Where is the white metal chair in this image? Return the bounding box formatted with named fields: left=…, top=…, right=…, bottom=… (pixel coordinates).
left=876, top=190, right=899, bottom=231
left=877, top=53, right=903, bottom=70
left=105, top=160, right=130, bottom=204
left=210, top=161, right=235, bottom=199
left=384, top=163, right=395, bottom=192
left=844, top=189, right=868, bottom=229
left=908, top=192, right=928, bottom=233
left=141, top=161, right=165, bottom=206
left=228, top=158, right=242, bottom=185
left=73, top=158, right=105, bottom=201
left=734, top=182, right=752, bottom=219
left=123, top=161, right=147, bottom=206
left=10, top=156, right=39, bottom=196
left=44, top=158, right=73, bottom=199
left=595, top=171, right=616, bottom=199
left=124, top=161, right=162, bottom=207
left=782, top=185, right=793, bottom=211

◆ ◆ ◆ ◆ ◆ ◆ ◆

* _Assignment_: Repeat each of the records exactly as written.

* _Response to the exercise_:
Where is the white metal chair in this image? Return the bounding box formatted with named fields: left=…, top=…, right=…, bottom=… (pixel coordinates).
left=876, top=190, right=899, bottom=231
left=877, top=53, right=903, bottom=70
left=105, top=160, right=130, bottom=204
left=210, top=161, right=235, bottom=199
left=384, top=163, right=395, bottom=192
left=844, top=189, right=868, bottom=229
left=908, top=192, right=928, bottom=233
left=141, top=161, right=165, bottom=206
left=228, top=158, right=242, bottom=185
left=73, top=158, right=105, bottom=201
left=734, top=182, right=752, bottom=219
left=123, top=161, right=147, bottom=206
left=10, top=156, right=39, bottom=196
left=44, top=158, right=73, bottom=199
left=595, top=171, right=616, bottom=199
left=124, top=161, right=162, bottom=207
left=782, top=185, right=793, bottom=211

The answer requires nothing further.